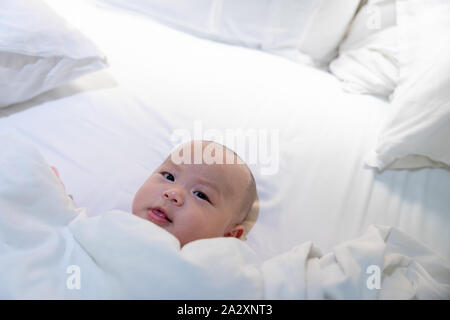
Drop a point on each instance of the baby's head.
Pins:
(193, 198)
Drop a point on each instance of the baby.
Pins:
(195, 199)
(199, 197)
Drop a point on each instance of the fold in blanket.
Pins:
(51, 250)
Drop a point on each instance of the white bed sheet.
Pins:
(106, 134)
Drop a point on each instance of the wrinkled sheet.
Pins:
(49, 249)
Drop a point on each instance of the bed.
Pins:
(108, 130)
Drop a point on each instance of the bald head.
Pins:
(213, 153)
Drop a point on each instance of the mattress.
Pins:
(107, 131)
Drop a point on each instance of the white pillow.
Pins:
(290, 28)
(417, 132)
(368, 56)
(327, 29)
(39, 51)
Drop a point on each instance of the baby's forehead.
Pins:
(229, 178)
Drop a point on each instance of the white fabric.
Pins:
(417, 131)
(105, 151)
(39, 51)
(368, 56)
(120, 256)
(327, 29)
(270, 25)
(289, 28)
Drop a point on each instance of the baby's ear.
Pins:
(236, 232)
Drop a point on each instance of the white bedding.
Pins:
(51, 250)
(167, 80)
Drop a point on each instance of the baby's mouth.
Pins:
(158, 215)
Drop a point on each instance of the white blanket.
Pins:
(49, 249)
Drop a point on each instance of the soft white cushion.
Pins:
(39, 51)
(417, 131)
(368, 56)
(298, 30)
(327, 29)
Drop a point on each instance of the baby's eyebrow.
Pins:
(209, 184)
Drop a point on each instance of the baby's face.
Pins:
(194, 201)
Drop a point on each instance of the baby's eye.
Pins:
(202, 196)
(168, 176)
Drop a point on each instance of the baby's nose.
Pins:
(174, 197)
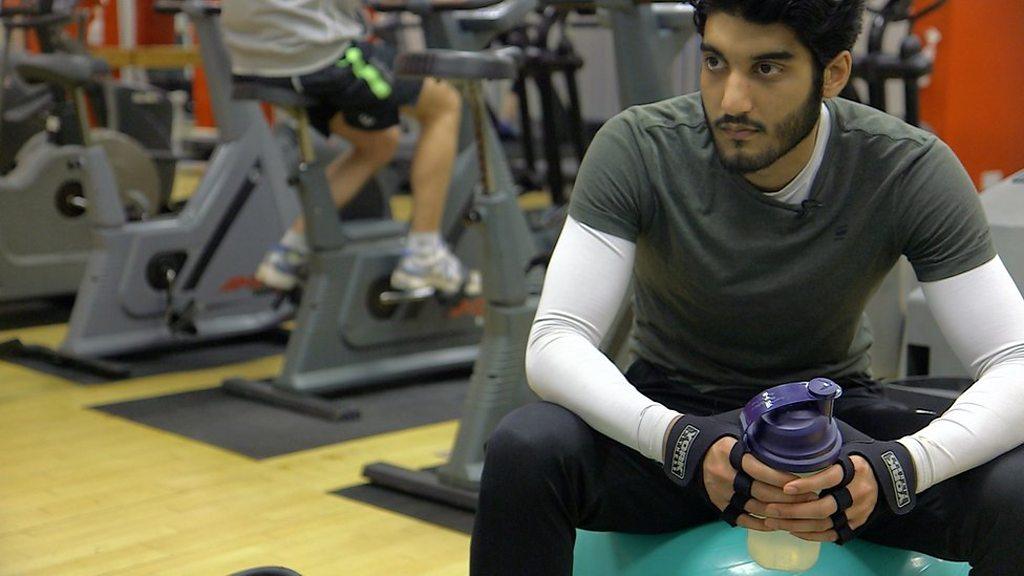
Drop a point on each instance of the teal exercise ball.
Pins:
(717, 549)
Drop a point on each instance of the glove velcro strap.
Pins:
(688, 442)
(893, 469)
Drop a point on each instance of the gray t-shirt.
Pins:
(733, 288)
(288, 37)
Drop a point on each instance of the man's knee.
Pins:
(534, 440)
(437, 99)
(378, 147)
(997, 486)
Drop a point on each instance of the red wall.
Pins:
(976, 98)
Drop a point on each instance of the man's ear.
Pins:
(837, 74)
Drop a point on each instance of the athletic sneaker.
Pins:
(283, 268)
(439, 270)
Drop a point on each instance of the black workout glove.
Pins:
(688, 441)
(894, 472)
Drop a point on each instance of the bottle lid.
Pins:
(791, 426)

§ **TASK DIRECTIONS**
Read through the data and copy every line where "glove" shows up.

§ **SOLUTION FOR THIS EXERCISE**
Drop a point on each instance of the glove velcro strap.
Drop a point on each instance of the black workout glove.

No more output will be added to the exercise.